Whatever appears in the data below, copy it exactly.
:: Supplied records
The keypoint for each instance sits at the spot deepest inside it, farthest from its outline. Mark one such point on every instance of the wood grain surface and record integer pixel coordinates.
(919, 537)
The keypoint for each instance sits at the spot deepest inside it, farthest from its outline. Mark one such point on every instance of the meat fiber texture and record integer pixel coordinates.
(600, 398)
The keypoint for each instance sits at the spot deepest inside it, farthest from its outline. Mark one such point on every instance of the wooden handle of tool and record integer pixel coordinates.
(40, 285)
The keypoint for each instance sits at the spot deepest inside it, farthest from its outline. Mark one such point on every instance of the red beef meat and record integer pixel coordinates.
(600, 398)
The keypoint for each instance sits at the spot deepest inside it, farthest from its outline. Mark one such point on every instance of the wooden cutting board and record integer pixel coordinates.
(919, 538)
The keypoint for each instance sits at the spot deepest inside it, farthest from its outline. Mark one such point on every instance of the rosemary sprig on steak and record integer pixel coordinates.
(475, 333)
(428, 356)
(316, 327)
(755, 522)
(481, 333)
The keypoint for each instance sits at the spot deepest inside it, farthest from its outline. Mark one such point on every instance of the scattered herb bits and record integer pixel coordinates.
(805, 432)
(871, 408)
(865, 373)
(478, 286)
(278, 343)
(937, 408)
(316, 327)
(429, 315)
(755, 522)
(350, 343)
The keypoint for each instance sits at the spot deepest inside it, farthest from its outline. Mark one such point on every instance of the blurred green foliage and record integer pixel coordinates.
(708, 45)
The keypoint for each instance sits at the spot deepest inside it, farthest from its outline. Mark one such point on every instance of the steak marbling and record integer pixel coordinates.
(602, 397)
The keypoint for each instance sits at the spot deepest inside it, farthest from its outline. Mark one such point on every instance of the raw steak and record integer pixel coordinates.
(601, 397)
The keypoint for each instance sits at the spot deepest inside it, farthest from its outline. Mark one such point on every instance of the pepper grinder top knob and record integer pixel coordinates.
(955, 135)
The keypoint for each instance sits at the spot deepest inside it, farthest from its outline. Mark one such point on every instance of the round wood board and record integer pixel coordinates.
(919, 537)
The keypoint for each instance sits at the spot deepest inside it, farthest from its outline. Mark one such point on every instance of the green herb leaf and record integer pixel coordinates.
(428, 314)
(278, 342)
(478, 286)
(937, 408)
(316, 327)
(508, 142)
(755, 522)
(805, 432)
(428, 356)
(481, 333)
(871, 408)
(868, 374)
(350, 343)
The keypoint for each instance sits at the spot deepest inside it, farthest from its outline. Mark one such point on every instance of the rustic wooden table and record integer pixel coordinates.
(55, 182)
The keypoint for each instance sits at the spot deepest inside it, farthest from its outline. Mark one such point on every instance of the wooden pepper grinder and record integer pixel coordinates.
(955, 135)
::::
Reply to the exercise:
The keypoint for each instance sits at the spot deepest inside it, farthest from its outline. Mark one such point on every instance of the wood grain surface and record integer pixel coordinates.
(919, 537)
The keypoint for each instance sits at the spot deepest inside it, farthest from its outline. Mark one such point on every instance of the meat fiber texture and record integer pixel coordinates.
(600, 398)
The keypoint for each instance sits at the spot deepest inside it, farthest from its outline. Mark one such point on every instance of the wooden handle of tool and record integer pixel coordinates.
(40, 285)
The keypoint for each instance sits at the spot deepest inside it, farthest from its outline. Mark one such point on every instance of the red beef meat and record integer pixel coordinates.
(600, 398)
The keypoint for each instance sits at the spot deepest inside it, farthest from its outline. Mark one such point on every instance of the wooden cutting board and record integer pixel coordinates.
(919, 538)
The keypoint for each instance sits at the spot deepest inside it, farthest from its outline. Mark one such point on every instance of the rosemary sprig on steak and record integer pixel coordinates.
(475, 333)
(428, 356)
(316, 327)
(755, 522)
(481, 333)
The keypoint for each instance sits at the spot deepest inside it, farthest from its outline. Mark one such point on every instance of the scattered herb bits and record integer pixel coordinates.
(805, 432)
(871, 408)
(865, 373)
(478, 286)
(278, 343)
(937, 408)
(316, 327)
(429, 315)
(755, 522)
(350, 343)
The keypoint for each instance sits at the spot deepest inside it, farthest from its outline. Mark one such point on every instance of the blurred green foliage and record integer pixel coordinates.
(708, 45)
The keypoint for each instance sits at the spot deepest inside it, farthest from its outline. Mark one such point on every instance of the steak marbling and record integer pixel coordinates.
(602, 397)
The keypoint for each instance sits at the spot deepest inside it, farthest from its outline. Mark one such point on every instance of the raw steak and record integer pixel coordinates.
(601, 397)
The keypoint for each instance sits at the spot deepest inside it, farthest from its outline. Mark one such point on every instance of the pepper grinder top knob and record integer pixel coordinates.
(955, 135)
The keypoint for each instance sits at the spot deepest inside it, farthest from its outline. Mark one such point on every instance of the round wood board and record integer pixel coordinates.
(919, 537)
The keypoint for each instance sits at the spot deepest inside it, farthest from its outline. Mark one such point on every instance of the green herb leaf and record integer pixel coordinates.
(428, 314)
(278, 342)
(478, 286)
(937, 408)
(316, 327)
(508, 142)
(755, 522)
(805, 432)
(428, 356)
(481, 333)
(871, 408)
(868, 374)
(350, 343)
The keypoint for each instance sits at the spot deepest inside it, farthest from its outline. Mark one such point on every instance of the rustic wooden table and record integer pixel coordinates.
(55, 182)
The keypoint for each instance sits at the spot deepest inside it, farthest from its outline. Mark one such point on every instance of the wooden pepper grinder and record integer pixel coordinates.
(955, 135)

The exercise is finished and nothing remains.